**Supplied text**
====================
Metaphors matter – especially when we are referring to ourselves

Just a quick note about a useful video by neuroscientist Dan Radecki which summarises many of the themes we cover in our work. He talks about the ways different parts of our brain interact in “threatening” situations and ways we might change those interactions – especially with regards to our social interactions and relationships. He also touches on the “stories” we tell ourselves about those interactions.

The Struggle Btwn the Powerful Emotional Brain & Our Logical Brain (14 minutes)

While it is indeed a useful summary and he makes some important points I have one important quibble with his metaphor(s).

He constantly uses the phrase “Lower Brain” and “Higher Brain” and at one stage he uses the phrase “lurking” to describe the “Lower Brain” that we are “at the mercy of”. His talk is entitled “The struggle between the Powerful Emotional Brain & Our Logical Brain” (my emphasis). Those of you who have worked with me will know I am particularly interested in the metaphors people choose in their communication. Metaphors and words matter. A lot. So…

Radecki uses the lower/higher dichotomy because the “higher” he refers to is the cortex that surrounds the “lower”.  Ok. Fair enough. Yet the title of his talk and his use of the word “lurking” creates the idea that the “lower” brain is something we have to suppress to avoid it winning the “struggle”. This is, in my opinion, a really unhelpful metaphor.
====================
**Recorded data**
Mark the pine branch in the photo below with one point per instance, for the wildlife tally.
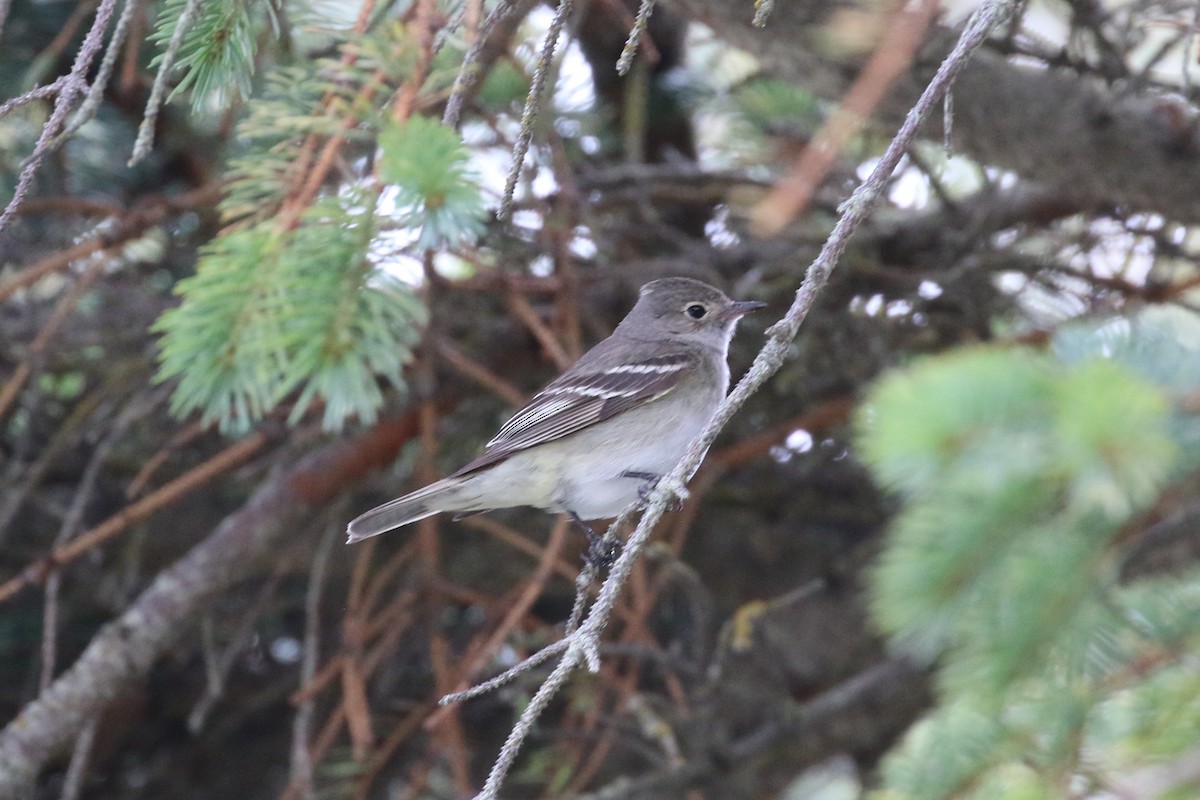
(583, 643)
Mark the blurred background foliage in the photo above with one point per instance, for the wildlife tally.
(948, 552)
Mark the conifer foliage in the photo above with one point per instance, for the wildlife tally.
(1019, 471)
(294, 306)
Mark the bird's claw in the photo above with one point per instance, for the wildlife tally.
(601, 552)
(651, 482)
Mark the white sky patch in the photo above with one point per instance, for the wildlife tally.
(929, 290)
(799, 440)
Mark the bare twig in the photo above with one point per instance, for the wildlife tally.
(73, 518)
(124, 651)
(223, 461)
(533, 103)
(468, 71)
(49, 330)
(891, 58)
(72, 785)
(144, 143)
(70, 88)
(583, 644)
(635, 36)
(301, 726)
(96, 91)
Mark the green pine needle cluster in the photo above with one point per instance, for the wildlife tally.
(1019, 471)
(435, 191)
(275, 313)
(216, 56)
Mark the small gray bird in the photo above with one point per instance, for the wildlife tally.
(601, 434)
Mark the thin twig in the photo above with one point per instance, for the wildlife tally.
(533, 103)
(71, 86)
(61, 313)
(301, 725)
(895, 50)
(635, 36)
(520, 306)
(468, 71)
(72, 785)
(583, 644)
(73, 518)
(96, 91)
(143, 144)
(223, 461)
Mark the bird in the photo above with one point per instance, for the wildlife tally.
(600, 435)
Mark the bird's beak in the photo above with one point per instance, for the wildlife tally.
(739, 307)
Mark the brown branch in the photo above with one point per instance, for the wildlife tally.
(893, 55)
(478, 659)
(154, 211)
(58, 318)
(520, 306)
(185, 483)
(124, 651)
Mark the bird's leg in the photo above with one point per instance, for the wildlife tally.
(649, 481)
(600, 554)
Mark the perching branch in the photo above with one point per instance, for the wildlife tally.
(583, 644)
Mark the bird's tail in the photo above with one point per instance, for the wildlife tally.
(424, 503)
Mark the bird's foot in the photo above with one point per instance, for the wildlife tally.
(601, 552)
(651, 482)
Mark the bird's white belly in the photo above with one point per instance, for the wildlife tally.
(593, 485)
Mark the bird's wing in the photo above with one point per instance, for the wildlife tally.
(580, 400)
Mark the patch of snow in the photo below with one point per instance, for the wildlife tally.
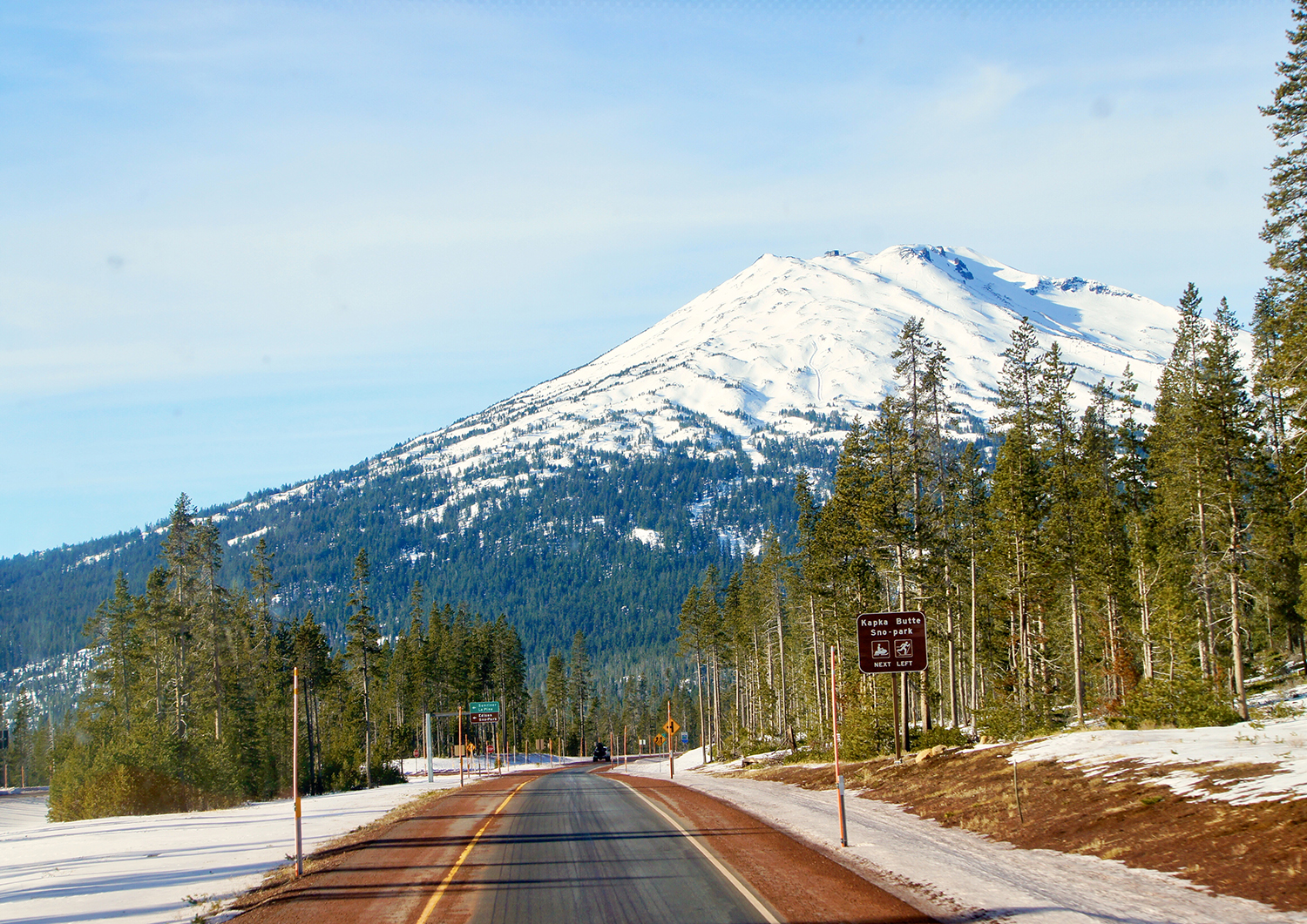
(648, 537)
(1281, 743)
(256, 534)
(148, 868)
(956, 874)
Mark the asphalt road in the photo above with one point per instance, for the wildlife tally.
(575, 846)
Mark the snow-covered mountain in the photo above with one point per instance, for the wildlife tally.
(789, 336)
(595, 500)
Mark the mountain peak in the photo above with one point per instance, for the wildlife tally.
(789, 339)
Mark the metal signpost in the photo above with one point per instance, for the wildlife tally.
(834, 739)
(295, 772)
(891, 644)
(671, 727)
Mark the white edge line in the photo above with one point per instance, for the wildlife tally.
(735, 880)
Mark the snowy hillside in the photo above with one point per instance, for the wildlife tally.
(611, 488)
(789, 342)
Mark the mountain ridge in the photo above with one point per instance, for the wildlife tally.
(593, 500)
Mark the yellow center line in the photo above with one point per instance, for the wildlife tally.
(449, 877)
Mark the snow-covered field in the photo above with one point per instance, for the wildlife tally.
(948, 871)
(1187, 752)
(156, 868)
(153, 869)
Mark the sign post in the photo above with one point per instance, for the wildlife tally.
(891, 644)
(295, 772)
(834, 738)
(671, 727)
(426, 725)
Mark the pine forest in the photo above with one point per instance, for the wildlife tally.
(1139, 566)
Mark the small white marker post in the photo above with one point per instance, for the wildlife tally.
(428, 730)
(834, 738)
(295, 775)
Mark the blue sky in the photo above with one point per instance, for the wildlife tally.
(246, 243)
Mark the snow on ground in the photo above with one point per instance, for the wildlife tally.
(154, 869)
(1188, 752)
(23, 808)
(946, 871)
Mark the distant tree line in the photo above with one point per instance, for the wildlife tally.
(1100, 568)
(190, 702)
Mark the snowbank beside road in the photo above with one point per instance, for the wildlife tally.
(153, 869)
(951, 868)
(1188, 753)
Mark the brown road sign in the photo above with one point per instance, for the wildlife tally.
(891, 642)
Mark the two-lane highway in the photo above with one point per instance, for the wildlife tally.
(578, 847)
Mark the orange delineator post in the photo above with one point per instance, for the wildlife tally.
(834, 739)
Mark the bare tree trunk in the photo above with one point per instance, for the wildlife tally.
(1076, 647)
(1145, 624)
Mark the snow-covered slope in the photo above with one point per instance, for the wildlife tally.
(789, 334)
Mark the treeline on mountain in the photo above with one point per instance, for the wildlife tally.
(556, 555)
(1100, 569)
(190, 704)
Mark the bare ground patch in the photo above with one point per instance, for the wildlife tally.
(1252, 851)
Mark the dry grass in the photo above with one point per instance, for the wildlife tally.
(1252, 851)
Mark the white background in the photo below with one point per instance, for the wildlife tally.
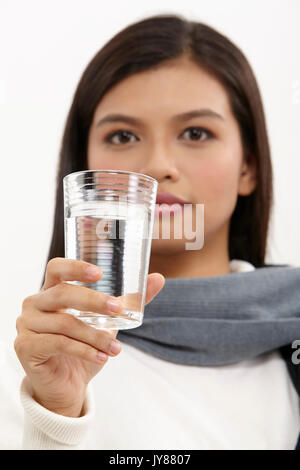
(45, 46)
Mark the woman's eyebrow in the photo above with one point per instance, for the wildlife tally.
(117, 117)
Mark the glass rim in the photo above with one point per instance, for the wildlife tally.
(149, 178)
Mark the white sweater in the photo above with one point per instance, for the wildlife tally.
(138, 402)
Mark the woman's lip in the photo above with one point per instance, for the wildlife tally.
(168, 198)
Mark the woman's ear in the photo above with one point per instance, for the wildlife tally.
(247, 181)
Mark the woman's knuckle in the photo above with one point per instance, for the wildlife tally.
(62, 343)
(20, 323)
(19, 344)
(60, 292)
(66, 322)
(27, 302)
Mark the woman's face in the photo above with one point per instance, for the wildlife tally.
(198, 158)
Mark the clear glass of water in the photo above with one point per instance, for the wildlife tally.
(108, 221)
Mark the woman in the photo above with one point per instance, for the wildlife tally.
(175, 100)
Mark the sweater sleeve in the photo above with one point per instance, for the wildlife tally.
(44, 429)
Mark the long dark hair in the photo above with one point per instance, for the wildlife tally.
(141, 46)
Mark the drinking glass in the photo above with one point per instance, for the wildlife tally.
(108, 221)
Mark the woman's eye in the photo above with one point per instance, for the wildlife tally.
(120, 137)
(198, 133)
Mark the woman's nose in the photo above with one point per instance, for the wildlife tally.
(159, 164)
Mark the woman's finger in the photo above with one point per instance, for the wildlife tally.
(37, 348)
(70, 296)
(155, 283)
(64, 269)
(70, 326)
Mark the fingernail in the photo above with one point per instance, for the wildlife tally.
(101, 356)
(115, 347)
(92, 271)
(113, 305)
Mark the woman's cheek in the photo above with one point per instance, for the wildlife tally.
(217, 189)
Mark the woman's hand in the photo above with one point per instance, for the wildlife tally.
(59, 353)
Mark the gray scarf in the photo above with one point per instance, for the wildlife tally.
====================
**Work to complete**
**A.** From the post on metaphors, reproduce word for word the passage from "Metaphors matter –" up to and including "Brain (14 minutes)".
**B.** How many lines of the records contain the string "road", counting case as significant? Reply with the number alone.

**Correct answers**
**A.**
Metaphors matter – especially when we are referring to ourselves

Just a quick note about a useful video by neuroscientist Dan Radecki which summarises many of the themes we cover in our work. He talks about the ways different parts of our brain interact in “threatening” situations and ways we might change those interactions – especially with regards to our social interactions and relationships. He also touches on the “stories” we tell ourselves about those interactions.

The Struggle Btwn the Powerful Emotional Brain & Our Logical Brain (14 minutes)

**B.** 3